(What you have to do) Copy the rows from the very beginning through the line containing "84 62 L 90 62", substituting "photograph" for "photo" and keeping everything else unchanged. Leave the pictures out of your copy.

>> BEGIN Supplied information

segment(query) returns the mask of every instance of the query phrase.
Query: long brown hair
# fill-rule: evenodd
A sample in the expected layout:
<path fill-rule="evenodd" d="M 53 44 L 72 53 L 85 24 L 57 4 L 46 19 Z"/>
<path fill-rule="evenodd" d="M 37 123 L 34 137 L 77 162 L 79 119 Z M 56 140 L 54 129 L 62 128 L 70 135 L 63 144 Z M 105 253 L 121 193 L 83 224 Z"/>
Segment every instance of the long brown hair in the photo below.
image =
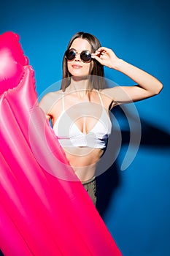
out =
<path fill-rule="evenodd" d="M 70 39 L 67 49 L 69 49 L 73 41 L 76 38 L 85 39 L 91 45 L 91 53 L 93 53 L 97 49 L 101 47 L 101 43 L 99 40 L 93 34 L 85 32 L 77 32 Z M 90 63 L 90 75 L 89 75 L 89 89 L 92 90 L 96 89 L 99 90 L 104 88 L 104 66 L 101 65 L 96 59 L 93 59 L 93 64 Z M 71 81 L 71 74 L 69 73 L 67 67 L 67 61 L 65 58 L 65 53 L 63 58 L 63 79 L 61 83 L 61 89 L 64 91 L 66 88 L 68 87 Z"/>

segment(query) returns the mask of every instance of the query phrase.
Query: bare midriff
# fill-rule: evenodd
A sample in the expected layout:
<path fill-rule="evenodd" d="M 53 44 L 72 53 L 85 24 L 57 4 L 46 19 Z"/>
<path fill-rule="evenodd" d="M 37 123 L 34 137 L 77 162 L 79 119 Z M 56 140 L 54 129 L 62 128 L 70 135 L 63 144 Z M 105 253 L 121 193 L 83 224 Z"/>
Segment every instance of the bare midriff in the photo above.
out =
<path fill-rule="evenodd" d="M 63 148 L 66 157 L 81 181 L 95 176 L 96 165 L 103 154 L 103 149 L 89 147 Z"/>

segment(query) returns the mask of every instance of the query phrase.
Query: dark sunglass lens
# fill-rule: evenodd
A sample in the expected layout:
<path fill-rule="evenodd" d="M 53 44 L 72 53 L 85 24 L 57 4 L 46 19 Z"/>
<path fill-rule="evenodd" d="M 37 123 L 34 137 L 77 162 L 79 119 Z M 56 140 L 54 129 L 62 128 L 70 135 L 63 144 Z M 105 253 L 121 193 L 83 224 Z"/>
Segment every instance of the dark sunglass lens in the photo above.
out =
<path fill-rule="evenodd" d="M 66 51 L 66 57 L 68 61 L 72 61 L 75 58 L 76 52 L 74 50 L 68 50 Z"/>
<path fill-rule="evenodd" d="M 84 62 L 90 62 L 91 60 L 91 53 L 88 50 L 83 50 L 80 54 L 81 59 Z"/>

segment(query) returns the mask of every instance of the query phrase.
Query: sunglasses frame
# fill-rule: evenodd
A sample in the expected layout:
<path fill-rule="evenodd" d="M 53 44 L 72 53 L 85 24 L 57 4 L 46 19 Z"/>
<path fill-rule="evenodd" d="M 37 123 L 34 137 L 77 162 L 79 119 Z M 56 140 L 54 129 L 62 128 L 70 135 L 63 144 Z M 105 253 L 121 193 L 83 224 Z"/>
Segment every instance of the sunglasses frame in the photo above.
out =
<path fill-rule="evenodd" d="M 73 53 L 74 53 L 74 58 L 73 58 L 72 59 L 68 59 L 67 57 L 66 57 L 67 53 L 69 53 L 70 51 L 73 51 Z M 89 59 L 89 61 L 85 61 L 83 60 L 83 59 L 82 59 L 82 54 L 83 54 L 84 53 L 90 53 L 90 59 Z M 90 53 L 89 50 L 83 50 L 80 53 L 78 53 L 77 52 L 77 50 L 76 50 L 75 49 L 74 49 L 74 48 L 68 49 L 68 50 L 66 50 L 66 52 L 65 52 L 65 58 L 66 59 L 66 60 L 67 60 L 68 61 L 73 61 L 74 59 L 76 58 L 76 55 L 77 55 L 77 54 L 80 54 L 81 61 L 82 61 L 82 62 L 84 62 L 84 63 L 90 63 L 90 62 L 91 62 L 91 60 L 93 59 L 91 58 L 91 53 Z"/>

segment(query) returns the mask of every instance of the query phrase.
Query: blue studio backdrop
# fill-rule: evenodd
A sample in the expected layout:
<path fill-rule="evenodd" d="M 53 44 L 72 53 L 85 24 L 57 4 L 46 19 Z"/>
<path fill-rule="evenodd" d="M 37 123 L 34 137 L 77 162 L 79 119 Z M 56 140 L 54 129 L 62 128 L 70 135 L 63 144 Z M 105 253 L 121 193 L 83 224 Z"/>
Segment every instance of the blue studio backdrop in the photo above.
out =
<path fill-rule="evenodd" d="M 124 256 L 170 255 L 169 15 L 164 0 L 16 0 L 0 7 L 0 34 L 19 34 L 35 70 L 39 95 L 61 79 L 63 53 L 80 31 L 96 35 L 103 46 L 163 83 L 160 94 L 135 103 L 142 137 L 138 150 L 132 145 L 134 160 L 130 164 L 126 158 L 125 170 L 121 166 L 129 133 L 138 132 L 135 124 L 131 130 L 126 116 L 135 124 L 136 114 L 128 105 L 113 111 L 121 129 L 121 149 L 113 165 L 97 177 L 98 211 Z M 104 70 L 106 78 L 118 85 L 134 84 L 121 73 Z"/>

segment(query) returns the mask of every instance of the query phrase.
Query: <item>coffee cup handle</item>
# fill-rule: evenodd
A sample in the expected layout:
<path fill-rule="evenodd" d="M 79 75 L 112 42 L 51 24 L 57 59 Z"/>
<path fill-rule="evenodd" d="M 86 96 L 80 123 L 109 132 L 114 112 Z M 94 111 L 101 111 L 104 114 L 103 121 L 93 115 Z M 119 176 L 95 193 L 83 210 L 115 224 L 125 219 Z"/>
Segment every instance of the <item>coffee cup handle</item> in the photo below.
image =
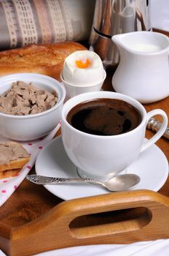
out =
<path fill-rule="evenodd" d="M 147 123 L 148 121 L 154 116 L 160 115 L 163 118 L 163 122 L 157 133 L 155 133 L 149 140 L 144 143 L 141 152 L 144 151 L 149 148 L 152 144 L 155 143 L 164 134 L 168 127 L 168 116 L 161 109 L 155 109 L 147 113 Z M 146 124 L 147 124 L 146 123 Z"/>

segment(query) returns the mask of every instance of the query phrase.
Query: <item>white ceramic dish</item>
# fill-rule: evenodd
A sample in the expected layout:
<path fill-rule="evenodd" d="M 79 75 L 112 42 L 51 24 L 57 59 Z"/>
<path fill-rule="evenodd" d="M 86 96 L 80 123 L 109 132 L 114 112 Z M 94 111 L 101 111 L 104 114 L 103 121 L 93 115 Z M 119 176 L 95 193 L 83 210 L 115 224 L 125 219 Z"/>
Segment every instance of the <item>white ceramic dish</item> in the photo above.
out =
<path fill-rule="evenodd" d="M 35 87 L 50 92 L 55 90 L 58 95 L 58 101 L 54 107 L 37 114 L 12 116 L 0 113 L 1 135 L 15 140 L 34 140 L 48 134 L 58 124 L 66 90 L 60 83 L 50 77 L 34 73 L 18 73 L 0 78 L 0 94 L 17 80 L 27 84 L 32 82 Z"/>
<path fill-rule="evenodd" d="M 55 177 L 76 177 L 76 166 L 67 157 L 61 137 L 50 142 L 39 153 L 36 161 L 36 172 L 39 175 Z M 152 146 L 141 153 L 126 173 L 140 176 L 141 182 L 133 189 L 158 191 L 168 176 L 168 162 L 163 152 Z M 109 192 L 98 186 L 91 184 L 44 185 L 51 193 L 63 200 L 84 197 Z"/>

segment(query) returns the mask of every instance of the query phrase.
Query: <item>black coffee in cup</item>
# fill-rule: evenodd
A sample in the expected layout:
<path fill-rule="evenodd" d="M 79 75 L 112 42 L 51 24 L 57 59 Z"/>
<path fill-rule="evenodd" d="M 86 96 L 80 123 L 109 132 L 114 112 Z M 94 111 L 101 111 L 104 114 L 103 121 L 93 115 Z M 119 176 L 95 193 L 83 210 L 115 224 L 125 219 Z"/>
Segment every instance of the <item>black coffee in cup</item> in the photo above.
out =
<path fill-rule="evenodd" d="M 116 135 L 130 132 L 141 121 L 139 111 L 117 99 L 95 99 L 74 107 L 68 122 L 79 131 L 96 135 Z"/>

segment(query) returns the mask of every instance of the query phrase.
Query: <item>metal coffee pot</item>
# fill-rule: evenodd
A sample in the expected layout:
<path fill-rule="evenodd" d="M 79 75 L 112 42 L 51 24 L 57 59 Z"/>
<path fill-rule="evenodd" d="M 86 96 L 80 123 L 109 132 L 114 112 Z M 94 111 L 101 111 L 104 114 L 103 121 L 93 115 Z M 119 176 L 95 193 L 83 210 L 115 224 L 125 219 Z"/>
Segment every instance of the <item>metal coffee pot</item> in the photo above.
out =
<path fill-rule="evenodd" d="M 114 34 L 151 30 L 149 0 L 95 0 L 89 43 L 103 65 L 117 66 L 119 52 Z"/>

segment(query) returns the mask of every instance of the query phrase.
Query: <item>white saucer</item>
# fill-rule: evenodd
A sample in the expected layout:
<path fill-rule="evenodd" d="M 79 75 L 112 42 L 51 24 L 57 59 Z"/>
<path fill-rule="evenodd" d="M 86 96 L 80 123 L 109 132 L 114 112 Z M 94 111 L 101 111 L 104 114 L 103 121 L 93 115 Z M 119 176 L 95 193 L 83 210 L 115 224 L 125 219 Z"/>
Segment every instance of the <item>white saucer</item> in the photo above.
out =
<path fill-rule="evenodd" d="M 50 141 L 39 154 L 35 165 L 39 175 L 54 177 L 78 177 L 76 167 L 67 157 L 61 136 Z M 141 182 L 132 189 L 158 191 L 168 176 L 168 162 L 163 152 L 156 146 L 152 146 L 141 153 L 126 173 L 140 176 Z M 88 184 L 44 185 L 52 194 L 63 200 L 84 197 L 108 193 L 99 186 Z"/>

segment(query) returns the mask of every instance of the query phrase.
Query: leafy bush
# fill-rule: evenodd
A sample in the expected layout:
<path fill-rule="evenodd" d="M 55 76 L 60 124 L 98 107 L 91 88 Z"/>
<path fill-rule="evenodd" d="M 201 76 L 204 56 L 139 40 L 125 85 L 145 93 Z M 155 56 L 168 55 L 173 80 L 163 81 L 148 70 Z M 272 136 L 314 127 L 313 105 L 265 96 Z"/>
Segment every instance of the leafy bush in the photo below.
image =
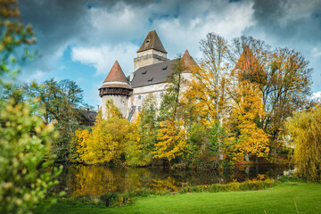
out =
<path fill-rule="evenodd" d="M 102 194 L 99 199 L 101 202 L 103 203 L 106 207 L 111 206 L 115 201 L 119 198 L 119 193 L 115 192 L 108 192 L 107 193 Z"/>
<path fill-rule="evenodd" d="M 285 126 L 294 147 L 297 175 L 321 182 L 321 106 L 296 112 Z"/>
<path fill-rule="evenodd" d="M 195 185 L 185 186 L 179 190 L 180 193 L 202 193 L 202 192 L 229 192 L 229 191 L 246 191 L 246 190 L 259 190 L 273 186 L 275 181 L 272 179 L 250 180 L 243 183 L 232 182 L 226 185 L 215 184 L 211 185 Z"/>
<path fill-rule="evenodd" d="M 0 101 L 0 213 L 31 213 L 60 171 L 45 170 L 53 128 L 28 104 Z"/>

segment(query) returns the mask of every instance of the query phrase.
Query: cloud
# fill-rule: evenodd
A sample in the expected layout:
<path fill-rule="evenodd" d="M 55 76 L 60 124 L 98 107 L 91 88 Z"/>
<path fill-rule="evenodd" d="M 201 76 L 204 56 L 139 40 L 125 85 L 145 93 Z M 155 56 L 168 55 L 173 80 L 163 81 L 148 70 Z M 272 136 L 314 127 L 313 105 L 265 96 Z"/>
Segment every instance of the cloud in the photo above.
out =
<path fill-rule="evenodd" d="M 115 60 L 126 74 L 150 30 L 156 29 L 169 58 L 188 49 L 201 58 L 199 41 L 209 32 L 227 39 L 241 35 L 273 47 L 300 51 L 315 68 L 313 90 L 321 90 L 319 0 L 20 0 L 21 18 L 33 25 L 42 57 L 24 67 L 25 77 L 46 77 L 71 60 L 106 75 Z M 36 72 L 34 70 L 37 70 Z M 63 78 L 63 77 L 61 77 Z"/>
<path fill-rule="evenodd" d="M 73 61 L 93 65 L 96 69 L 95 75 L 107 75 L 115 61 L 118 60 L 125 74 L 128 75 L 134 70 L 133 59 L 138 48 L 137 45 L 132 44 L 74 47 L 71 57 Z"/>

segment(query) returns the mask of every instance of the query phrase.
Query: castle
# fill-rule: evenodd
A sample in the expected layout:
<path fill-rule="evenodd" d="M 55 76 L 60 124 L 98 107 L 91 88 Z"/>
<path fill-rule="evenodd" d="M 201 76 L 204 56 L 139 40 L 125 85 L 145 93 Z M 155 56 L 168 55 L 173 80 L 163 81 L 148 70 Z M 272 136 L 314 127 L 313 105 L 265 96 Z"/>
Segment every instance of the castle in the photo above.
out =
<path fill-rule="evenodd" d="M 150 94 L 160 106 L 166 91 L 167 80 L 172 73 L 175 60 L 167 58 L 167 51 L 155 30 L 148 33 L 134 59 L 134 72 L 127 78 L 118 61 L 113 64 L 107 78 L 99 88 L 102 98 L 102 114 L 106 119 L 106 102 L 112 100 L 124 118 L 132 121 L 142 110 L 144 99 Z M 186 67 L 196 64 L 186 50 L 181 58 Z M 184 79 L 191 78 L 188 70 L 181 73 Z"/>

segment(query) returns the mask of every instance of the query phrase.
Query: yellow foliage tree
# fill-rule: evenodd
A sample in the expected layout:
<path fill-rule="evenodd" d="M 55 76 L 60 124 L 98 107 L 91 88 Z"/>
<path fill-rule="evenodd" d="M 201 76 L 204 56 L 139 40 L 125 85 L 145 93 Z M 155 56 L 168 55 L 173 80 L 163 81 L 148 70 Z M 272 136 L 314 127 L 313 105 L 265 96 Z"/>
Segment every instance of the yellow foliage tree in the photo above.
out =
<path fill-rule="evenodd" d="M 130 122 L 121 114 L 112 101 L 107 102 L 107 119 L 99 113 L 89 136 L 85 130 L 75 136 L 79 160 L 86 163 L 109 163 L 119 161 L 125 153 L 127 143 L 132 138 Z"/>
<path fill-rule="evenodd" d="M 269 152 L 268 135 L 258 127 L 264 117 L 262 95 L 258 86 L 248 80 L 238 84 L 231 120 L 237 130 L 235 152 L 263 157 Z"/>
<path fill-rule="evenodd" d="M 157 135 L 159 143 L 152 152 L 153 158 L 165 158 L 170 163 L 170 160 L 184 154 L 187 147 L 187 133 L 183 125 L 182 120 L 177 122 L 172 118 L 160 123 Z"/>
<path fill-rule="evenodd" d="M 90 133 L 87 129 L 78 129 L 75 131 L 74 136 L 71 140 L 71 147 L 76 150 L 76 152 L 71 156 L 72 162 L 83 162 L 81 159 L 86 153 L 86 147 Z"/>
<path fill-rule="evenodd" d="M 183 103 L 189 106 L 199 122 L 210 128 L 226 113 L 225 58 L 227 54 L 226 41 L 214 33 L 201 40 L 203 59 L 200 66 L 190 68 L 192 78 L 183 96 Z"/>

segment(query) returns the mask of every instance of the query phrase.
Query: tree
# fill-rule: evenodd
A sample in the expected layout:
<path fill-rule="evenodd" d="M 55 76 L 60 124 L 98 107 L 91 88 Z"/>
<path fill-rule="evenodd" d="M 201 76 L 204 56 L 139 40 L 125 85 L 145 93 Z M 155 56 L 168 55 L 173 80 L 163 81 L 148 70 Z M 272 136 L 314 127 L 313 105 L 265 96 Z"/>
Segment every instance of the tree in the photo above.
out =
<path fill-rule="evenodd" d="M 67 161 L 73 155 L 70 146 L 75 130 L 82 128 L 80 104 L 83 103 L 83 90 L 75 81 L 54 78 L 41 85 L 35 82 L 24 86 L 24 99 L 37 99 L 35 109 L 46 124 L 54 124 L 60 135 L 53 144 L 53 153 L 58 159 Z"/>
<path fill-rule="evenodd" d="M 285 122 L 294 148 L 296 173 L 310 181 L 321 181 L 321 107 L 297 111 Z"/>
<path fill-rule="evenodd" d="M 247 161 L 250 154 L 267 156 L 269 140 L 259 128 L 259 122 L 264 117 L 260 91 L 255 84 L 244 80 L 239 84 L 236 97 L 231 115 L 235 133 L 234 152 L 238 155 L 245 155 Z"/>
<path fill-rule="evenodd" d="M 78 141 L 78 153 L 86 163 L 110 163 L 124 160 L 128 142 L 132 139 L 130 122 L 121 119 L 119 110 L 112 101 L 107 103 L 109 117 L 103 119 L 99 113 L 92 133 Z"/>
<path fill-rule="evenodd" d="M 156 99 L 149 95 L 144 101 L 143 109 L 133 124 L 134 139 L 127 147 L 127 161 L 131 166 L 147 166 L 152 163 L 157 143 Z"/>
<path fill-rule="evenodd" d="M 276 152 L 286 118 L 309 102 L 312 70 L 300 52 L 287 48 L 275 50 L 268 62 L 267 84 L 261 89 L 266 112 L 263 128 L 271 136 Z"/>
<path fill-rule="evenodd" d="M 190 103 L 193 114 L 197 115 L 201 123 L 210 128 L 216 120 L 219 121 L 219 112 L 225 114 L 224 62 L 227 56 L 227 44 L 222 37 L 214 33 L 209 33 L 200 44 L 203 58 L 200 66 L 191 69 L 193 78 L 188 83 L 185 99 L 193 99 Z"/>
<path fill-rule="evenodd" d="M 251 37 L 235 38 L 228 50 L 233 70 L 226 86 L 232 99 L 238 83 L 243 80 L 255 84 L 262 95 L 264 116 L 259 127 L 269 136 L 270 149 L 276 154 L 284 119 L 308 102 L 311 71 L 309 62 L 300 52 L 287 48 L 271 51 L 264 41 Z"/>
<path fill-rule="evenodd" d="M 184 84 L 181 73 L 185 70 L 185 66 L 181 59 L 181 56 L 178 55 L 171 65 L 173 71 L 168 77 L 166 93 L 160 103 L 159 121 L 163 121 L 170 117 L 176 119 L 182 117 L 182 112 L 178 111 L 178 108 L 181 107 L 180 94 Z"/>
<path fill-rule="evenodd" d="M 187 147 L 187 136 L 183 125 L 183 120 L 177 122 L 173 118 L 160 123 L 160 128 L 157 135 L 159 142 L 152 152 L 153 158 L 165 158 L 170 164 L 172 160 L 185 153 Z"/>

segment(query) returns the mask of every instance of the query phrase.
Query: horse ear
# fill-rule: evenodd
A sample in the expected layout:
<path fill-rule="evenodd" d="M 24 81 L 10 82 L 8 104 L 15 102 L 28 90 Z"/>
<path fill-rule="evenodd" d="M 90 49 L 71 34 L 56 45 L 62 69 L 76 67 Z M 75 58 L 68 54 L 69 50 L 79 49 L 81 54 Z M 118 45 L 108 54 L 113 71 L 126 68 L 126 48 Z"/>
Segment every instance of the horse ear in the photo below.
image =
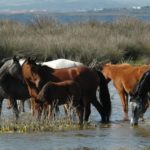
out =
<path fill-rule="evenodd" d="M 36 62 L 37 58 L 36 58 L 36 57 L 34 57 L 32 60 Z"/>
<path fill-rule="evenodd" d="M 16 62 L 16 61 L 18 62 L 18 59 L 17 59 L 16 56 L 13 57 L 13 61 L 14 61 L 14 62 Z"/>
<path fill-rule="evenodd" d="M 100 63 L 99 63 L 99 69 L 102 71 L 102 70 L 103 70 L 103 67 L 104 67 L 106 64 L 111 64 L 111 61 L 110 61 L 110 60 L 105 60 L 105 61 L 100 62 Z"/>

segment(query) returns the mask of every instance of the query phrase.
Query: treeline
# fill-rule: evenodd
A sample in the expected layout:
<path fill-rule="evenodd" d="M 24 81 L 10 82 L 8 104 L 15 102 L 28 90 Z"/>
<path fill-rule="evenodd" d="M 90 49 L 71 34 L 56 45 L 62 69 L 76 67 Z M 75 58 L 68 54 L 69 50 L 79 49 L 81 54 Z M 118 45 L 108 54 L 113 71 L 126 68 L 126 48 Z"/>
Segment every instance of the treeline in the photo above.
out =
<path fill-rule="evenodd" d="M 130 18 L 69 24 L 47 17 L 28 24 L 1 20 L 0 59 L 13 55 L 41 61 L 67 58 L 87 65 L 106 59 L 149 63 L 150 23 Z"/>

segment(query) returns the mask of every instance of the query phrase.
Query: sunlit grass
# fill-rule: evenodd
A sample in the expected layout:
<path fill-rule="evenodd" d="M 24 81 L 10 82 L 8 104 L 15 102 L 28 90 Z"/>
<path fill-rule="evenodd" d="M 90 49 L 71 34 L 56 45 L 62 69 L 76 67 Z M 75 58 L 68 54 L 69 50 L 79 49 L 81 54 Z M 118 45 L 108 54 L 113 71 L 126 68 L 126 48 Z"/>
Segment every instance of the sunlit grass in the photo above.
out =
<path fill-rule="evenodd" d="M 150 23 L 131 18 L 116 22 L 61 24 L 36 18 L 30 24 L 0 21 L 0 58 L 36 56 L 41 61 L 68 58 L 89 65 L 93 59 L 149 63 Z"/>
<path fill-rule="evenodd" d="M 21 120 L 17 123 L 11 120 L 3 120 L 0 123 L 0 133 L 32 133 L 32 132 L 59 132 L 69 130 L 81 130 L 81 129 L 95 129 L 97 127 L 94 123 L 86 123 L 79 125 L 72 122 L 68 118 L 56 119 L 56 120 Z"/>

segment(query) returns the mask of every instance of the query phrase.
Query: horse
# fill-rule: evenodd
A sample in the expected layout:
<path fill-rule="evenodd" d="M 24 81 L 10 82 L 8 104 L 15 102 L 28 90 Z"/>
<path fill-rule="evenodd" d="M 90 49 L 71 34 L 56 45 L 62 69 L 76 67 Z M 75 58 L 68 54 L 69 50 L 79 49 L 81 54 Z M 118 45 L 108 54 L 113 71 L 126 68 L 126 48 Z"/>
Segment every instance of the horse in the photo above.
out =
<path fill-rule="evenodd" d="M 90 104 L 93 104 L 101 115 L 102 122 L 109 122 L 111 114 L 110 94 L 106 80 L 101 72 L 93 71 L 85 66 L 53 69 L 48 66 L 36 64 L 34 60 L 28 58 L 22 65 L 22 73 L 30 95 L 35 98 L 37 98 L 42 87 L 49 81 L 60 82 L 74 80 L 78 82 L 82 90 L 85 113 L 84 121 L 88 121 L 91 113 Z M 39 83 L 37 83 L 37 75 L 40 77 Z M 39 86 L 37 87 L 36 85 Z M 96 97 L 98 86 L 100 86 L 99 97 L 101 102 Z"/>
<path fill-rule="evenodd" d="M 72 60 L 63 59 L 63 58 L 43 62 L 42 65 L 46 65 L 46 66 L 54 68 L 54 69 L 70 68 L 70 67 L 76 67 L 76 66 L 85 66 L 81 62 L 72 61 Z"/>
<path fill-rule="evenodd" d="M 79 124 L 83 124 L 83 106 L 81 101 L 80 85 L 73 80 L 62 82 L 47 82 L 39 92 L 37 101 L 48 103 L 51 106 L 48 117 L 52 115 L 52 110 L 58 105 L 68 105 L 70 108 L 76 108 L 79 117 Z"/>
<path fill-rule="evenodd" d="M 131 125 L 138 125 L 138 120 L 144 115 L 149 106 L 150 70 L 145 72 L 130 97 Z"/>
<path fill-rule="evenodd" d="M 25 59 L 19 59 L 19 63 L 22 66 L 22 64 L 24 63 Z M 64 59 L 64 58 L 60 58 L 60 59 L 56 59 L 56 60 L 51 60 L 51 61 L 47 61 L 47 62 L 41 62 L 42 65 L 46 65 L 48 67 L 54 68 L 54 69 L 61 69 L 61 68 L 70 68 L 70 67 L 76 67 L 76 66 L 85 66 L 83 63 L 81 62 L 77 62 L 77 61 L 72 61 L 69 59 Z M 20 110 L 24 111 L 24 101 L 20 100 L 18 101 L 18 106 L 20 106 Z M 9 107 L 11 107 L 8 104 Z M 32 101 L 31 101 L 31 107 L 32 107 Z M 64 111 L 65 114 L 67 115 L 67 106 L 64 105 Z"/>
<path fill-rule="evenodd" d="M 113 81 L 113 84 L 121 98 L 124 120 L 128 120 L 128 96 L 133 93 L 138 81 L 149 69 L 149 65 L 132 66 L 128 63 L 107 63 L 100 66 L 100 70 L 105 76 L 107 82 L 109 83 L 109 81 Z"/>
<path fill-rule="evenodd" d="M 16 119 L 19 117 L 17 99 L 29 98 L 29 93 L 23 78 L 21 66 L 16 57 L 7 60 L 0 68 L 0 115 L 3 99 L 9 99 L 12 103 Z"/>

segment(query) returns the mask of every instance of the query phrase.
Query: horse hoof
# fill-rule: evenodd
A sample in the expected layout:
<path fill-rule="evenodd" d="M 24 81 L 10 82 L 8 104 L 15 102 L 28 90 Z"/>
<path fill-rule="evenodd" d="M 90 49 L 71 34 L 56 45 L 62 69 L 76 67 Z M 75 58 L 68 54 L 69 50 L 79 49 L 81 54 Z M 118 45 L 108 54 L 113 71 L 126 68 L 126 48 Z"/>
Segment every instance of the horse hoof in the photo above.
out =
<path fill-rule="evenodd" d="M 7 109 L 11 109 L 11 106 L 6 107 Z"/>
<path fill-rule="evenodd" d="M 129 118 L 124 118 L 123 121 L 129 121 Z"/>

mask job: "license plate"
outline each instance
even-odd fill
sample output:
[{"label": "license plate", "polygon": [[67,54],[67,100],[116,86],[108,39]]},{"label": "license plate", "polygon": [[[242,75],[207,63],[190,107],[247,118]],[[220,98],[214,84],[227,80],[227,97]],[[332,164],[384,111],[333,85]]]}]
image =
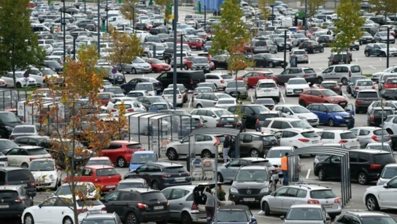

>> END Supplied information

(Task answer)
segment(query) returns the mask of every instance of the query phrase.
Query: long brown hair
# fill-rule: evenodd
A sample in the expected layout:
<path fill-rule="evenodd" d="M 53 44 L 72 53 L 85 24 L 57 4 L 46 19 Z"/>
<path fill-rule="evenodd" d="M 37 123 L 34 137 L 77 162 L 79 119 Z M 56 140 L 54 129 L 62 128 L 70 135 L 63 144 Z M 105 253 L 121 193 L 83 224 Z"/>
Segment every instance of the long brown hair in the photograph below.
image =
out =
<path fill-rule="evenodd" d="M 70 39 L 67 49 L 69 49 L 73 41 L 76 38 L 85 39 L 91 45 L 91 53 L 93 53 L 97 49 L 101 47 L 101 43 L 99 40 L 93 34 L 85 32 L 77 32 Z M 90 63 L 90 75 L 89 75 L 89 89 L 92 90 L 96 89 L 99 90 L 104 88 L 104 66 L 101 65 L 96 59 L 93 59 L 93 64 Z M 71 81 L 71 74 L 69 73 L 67 67 L 67 61 L 65 58 L 65 53 L 63 58 L 63 79 L 61 83 L 61 89 L 64 91 L 66 88 L 68 87 Z"/>

segment(query) returns the mask of every instance of the query phrase.
Query: bare midriff
# fill-rule: evenodd
A sample in the expected layout:
<path fill-rule="evenodd" d="M 53 44 L 72 53 L 85 24 L 57 4 L 46 19 Z"/>
<path fill-rule="evenodd" d="M 37 123 L 34 137 L 77 162 L 79 119 Z M 56 140 L 54 129 L 62 128 L 70 135 L 63 144 Z M 105 253 L 121 193 L 83 224 Z"/>
Segment every instance of the bare midriff in the photograph above.
out =
<path fill-rule="evenodd" d="M 63 148 L 66 157 L 81 181 L 95 176 L 96 165 L 103 154 L 103 149 L 89 147 Z"/>

segment(query) returns the mask of every instance of the query phrase.
Query: dark sunglass lens
# fill-rule: evenodd
A sample in the expected layout:
<path fill-rule="evenodd" d="M 53 44 L 72 53 L 85 24 L 57 4 L 46 19 Z"/>
<path fill-rule="evenodd" d="M 37 123 L 34 137 L 77 162 L 79 119 Z M 56 140 L 54 129 L 62 128 L 70 135 L 63 144 Z M 105 253 L 121 193 L 83 224 Z"/>
Segment every instance of the dark sunglass lens in the photograph above.
out =
<path fill-rule="evenodd" d="M 66 51 L 66 57 L 68 61 L 72 61 L 75 58 L 76 52 L 74 50 L 68 50 Z"/>
<path fill-rule="evenodd" d="M 84 62 L 90 62 L 91 60 L 91 53 L 88 50 L 83 50 L 80 54 L 81 59 Z"/>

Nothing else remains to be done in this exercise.